======== Passage shown
When a site-based waiting list is transferred following conversion, am I required to serve all of the existing applicants on the waiting list in their current order before serving any new applicants and without respect to adopted preferences?

No. Once the waiting list is transferred, applications and preferences continue to operate in accordance with applicable regulations and locally adopted policies. As a result, new applicants following conversion may get housed ahead of applicants who were on the public housing site based waiting list at the time of conversion if they qualify for a higher preference even though they are entering the waiting list at a later date. There is no requirement to house all of the people who were on the PH site-based waiting list at the time of conversion before housing anyone else.

Responsible Entity for Monitoring Supportive Services after Closing

Who is responsible for monitoring the provision of supportive services, the PHA or the owner? Any guidance that you can provide would be greatly appreciated

The responsibility for monitoring, per 24 cfr 983.56(b)(2)(ii)(C), is on the PHA. “The PHA must monitor the excepted family’s continued receipt of supportive services and take appropriate action regarding those families that fail without good cause to complet either supportive services requirement. The PHA administrative plan must sate the form and frequency of such monitoring.”
================
======== Record set
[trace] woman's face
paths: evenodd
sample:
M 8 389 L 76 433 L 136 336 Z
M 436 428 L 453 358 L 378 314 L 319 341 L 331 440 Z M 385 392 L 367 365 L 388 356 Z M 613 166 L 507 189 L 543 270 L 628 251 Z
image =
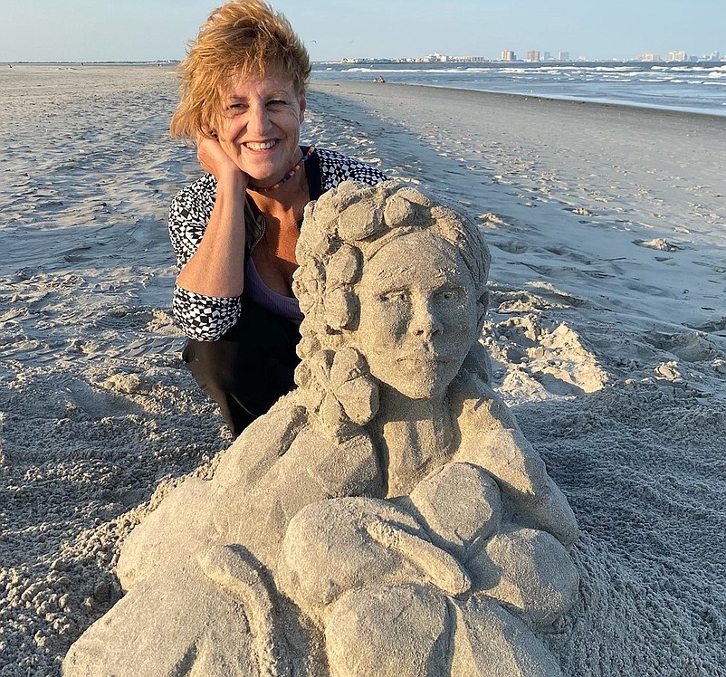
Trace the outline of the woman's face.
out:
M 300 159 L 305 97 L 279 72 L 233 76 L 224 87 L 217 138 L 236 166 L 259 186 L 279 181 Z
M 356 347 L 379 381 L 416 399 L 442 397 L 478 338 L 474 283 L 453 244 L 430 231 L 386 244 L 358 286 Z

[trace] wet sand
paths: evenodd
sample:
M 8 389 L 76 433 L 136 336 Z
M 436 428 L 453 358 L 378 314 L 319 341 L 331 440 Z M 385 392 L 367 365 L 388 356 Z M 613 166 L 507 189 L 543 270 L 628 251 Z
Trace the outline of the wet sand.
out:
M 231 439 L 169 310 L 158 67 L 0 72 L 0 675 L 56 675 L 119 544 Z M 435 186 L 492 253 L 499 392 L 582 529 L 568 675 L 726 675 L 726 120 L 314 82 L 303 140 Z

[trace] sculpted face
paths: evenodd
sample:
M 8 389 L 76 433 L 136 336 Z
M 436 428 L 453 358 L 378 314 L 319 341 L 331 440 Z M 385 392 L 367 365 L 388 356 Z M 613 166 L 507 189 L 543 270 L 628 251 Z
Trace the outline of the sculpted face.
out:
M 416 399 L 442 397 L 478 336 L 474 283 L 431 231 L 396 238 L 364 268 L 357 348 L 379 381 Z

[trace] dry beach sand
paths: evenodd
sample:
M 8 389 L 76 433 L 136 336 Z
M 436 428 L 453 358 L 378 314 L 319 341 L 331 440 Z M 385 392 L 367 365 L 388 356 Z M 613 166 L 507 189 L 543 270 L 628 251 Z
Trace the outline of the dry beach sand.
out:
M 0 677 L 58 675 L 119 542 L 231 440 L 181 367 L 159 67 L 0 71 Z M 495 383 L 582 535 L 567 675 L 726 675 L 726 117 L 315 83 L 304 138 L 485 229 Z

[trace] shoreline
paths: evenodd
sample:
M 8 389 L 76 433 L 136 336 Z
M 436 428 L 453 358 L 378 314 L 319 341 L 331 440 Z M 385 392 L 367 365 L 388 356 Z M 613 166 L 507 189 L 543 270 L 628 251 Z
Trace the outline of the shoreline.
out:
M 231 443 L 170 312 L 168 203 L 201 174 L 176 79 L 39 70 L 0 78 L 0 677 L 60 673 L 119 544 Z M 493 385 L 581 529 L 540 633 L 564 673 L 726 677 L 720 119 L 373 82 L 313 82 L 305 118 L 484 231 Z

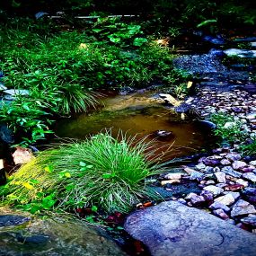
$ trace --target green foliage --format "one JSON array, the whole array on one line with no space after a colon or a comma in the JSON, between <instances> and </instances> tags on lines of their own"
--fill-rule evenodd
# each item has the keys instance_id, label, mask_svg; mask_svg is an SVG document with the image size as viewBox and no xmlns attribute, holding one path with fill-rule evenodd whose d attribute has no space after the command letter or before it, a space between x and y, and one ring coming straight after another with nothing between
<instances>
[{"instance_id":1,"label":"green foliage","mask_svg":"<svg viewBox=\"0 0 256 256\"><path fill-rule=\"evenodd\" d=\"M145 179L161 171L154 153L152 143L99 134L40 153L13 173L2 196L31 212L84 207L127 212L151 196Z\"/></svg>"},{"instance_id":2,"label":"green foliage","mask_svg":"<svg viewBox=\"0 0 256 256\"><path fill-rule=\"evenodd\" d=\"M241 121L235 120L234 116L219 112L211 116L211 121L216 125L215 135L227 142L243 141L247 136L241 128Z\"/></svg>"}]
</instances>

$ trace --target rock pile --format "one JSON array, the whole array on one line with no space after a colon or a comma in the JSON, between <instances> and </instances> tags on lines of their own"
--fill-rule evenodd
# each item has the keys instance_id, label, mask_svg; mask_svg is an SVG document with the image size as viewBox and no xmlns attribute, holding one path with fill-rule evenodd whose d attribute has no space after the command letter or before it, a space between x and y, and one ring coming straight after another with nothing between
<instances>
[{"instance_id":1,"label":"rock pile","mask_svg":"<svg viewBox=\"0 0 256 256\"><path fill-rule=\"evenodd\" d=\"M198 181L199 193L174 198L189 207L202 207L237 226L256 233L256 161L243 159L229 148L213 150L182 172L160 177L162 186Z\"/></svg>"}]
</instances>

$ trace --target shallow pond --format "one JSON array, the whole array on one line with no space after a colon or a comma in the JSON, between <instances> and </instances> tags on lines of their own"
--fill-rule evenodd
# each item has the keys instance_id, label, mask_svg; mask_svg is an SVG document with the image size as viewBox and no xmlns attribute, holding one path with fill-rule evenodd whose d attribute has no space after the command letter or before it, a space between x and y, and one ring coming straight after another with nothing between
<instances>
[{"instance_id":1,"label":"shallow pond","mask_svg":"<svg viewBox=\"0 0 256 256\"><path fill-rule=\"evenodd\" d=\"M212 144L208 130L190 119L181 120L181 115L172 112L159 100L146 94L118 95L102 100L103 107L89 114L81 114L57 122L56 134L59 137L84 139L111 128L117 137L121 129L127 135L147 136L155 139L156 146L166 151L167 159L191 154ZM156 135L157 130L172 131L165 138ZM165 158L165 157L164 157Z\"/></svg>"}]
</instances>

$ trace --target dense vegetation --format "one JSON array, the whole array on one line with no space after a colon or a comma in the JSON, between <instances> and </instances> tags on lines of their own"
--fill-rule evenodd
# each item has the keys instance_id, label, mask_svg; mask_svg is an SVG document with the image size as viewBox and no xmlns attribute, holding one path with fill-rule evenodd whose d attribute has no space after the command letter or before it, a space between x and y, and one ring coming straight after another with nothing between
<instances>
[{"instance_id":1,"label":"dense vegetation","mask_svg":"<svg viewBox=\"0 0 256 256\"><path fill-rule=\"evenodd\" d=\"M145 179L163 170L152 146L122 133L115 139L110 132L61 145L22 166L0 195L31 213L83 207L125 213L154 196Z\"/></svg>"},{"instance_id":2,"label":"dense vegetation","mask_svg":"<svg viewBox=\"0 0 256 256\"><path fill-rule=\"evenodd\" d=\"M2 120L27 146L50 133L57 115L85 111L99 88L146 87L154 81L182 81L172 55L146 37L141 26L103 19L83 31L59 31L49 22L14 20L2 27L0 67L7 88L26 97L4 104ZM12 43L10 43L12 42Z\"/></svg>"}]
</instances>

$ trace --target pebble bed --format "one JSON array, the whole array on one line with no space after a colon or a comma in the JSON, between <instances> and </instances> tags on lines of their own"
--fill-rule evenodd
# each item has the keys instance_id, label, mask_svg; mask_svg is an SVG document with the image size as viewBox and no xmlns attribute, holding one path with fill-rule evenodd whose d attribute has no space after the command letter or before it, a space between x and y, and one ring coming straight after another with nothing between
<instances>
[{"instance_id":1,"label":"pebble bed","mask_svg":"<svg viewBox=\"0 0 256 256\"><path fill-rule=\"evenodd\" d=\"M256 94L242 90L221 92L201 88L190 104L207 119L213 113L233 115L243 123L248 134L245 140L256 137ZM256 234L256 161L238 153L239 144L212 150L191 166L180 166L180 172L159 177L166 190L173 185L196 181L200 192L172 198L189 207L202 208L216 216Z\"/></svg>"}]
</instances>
================
* _Request_:
Write the next portion of the public housing conversion FAQ, starting after its final sentence. The records have no role here.

* _Expected output_:
Over Housed Families at Conversion

Some of the families are currently over-housed. How will these units be treated for subsidy purposes at conversion?

If there is not an appropriately-sized bedroom for the family to transfer into, the family can remain in the unit and unit will continue to be funded based on the actual bedroom size and the contract rent. But if an appropriately-sized unit becomes available, the family will be required to move at that time.

Change in Family Composition While in Temporary Unit

What are the reporting procedures should there be a change in family composition changes while the family is in a temporary unit? Would we just update the information using our current management software and submit to PIC or is there a different action needed.

A change in family composition during a temporary relocation period should be reported into either TRACS or PIC. Under PBRA conversions, once the property has converted, families will not be reported in PIC. Instead, owners will submit tenant data through 50059s in TRACS. Families should continue to be reported in TRACS even while temporarily relocated from the property under HAP contract. For conversion to the PBV program, families temporarily relocated into units subsidized through the public housing, HCV, PBV, or other program that normally reports into PIC should report these changes in PIC.

Assistance Based on Unit Size or Household Size

If an over-housed household remains in their unit and continues to receive PBV assistance under the RAD program, will the assistance received be based on the unit size, and not on the household size?

The contract rent, and HAP assistance, will be based on the unit size, for both PBVs and for PBRA. If there is no appropriately sized unit available to move the family into and the over-housed household is therefore permitted to remain in the unit, it will not impact the rent due from the tenant or the subsidy provided under the contract.

Certifying Tenants Through PIH or Multi-Family

If we elected to covert our ACC assistance to PBV or PBRA, will we be certifying tenants and receiving funding through the PIH office or Multi-Family? Will we use 50058 or 50059? Will we be using the TRACS system?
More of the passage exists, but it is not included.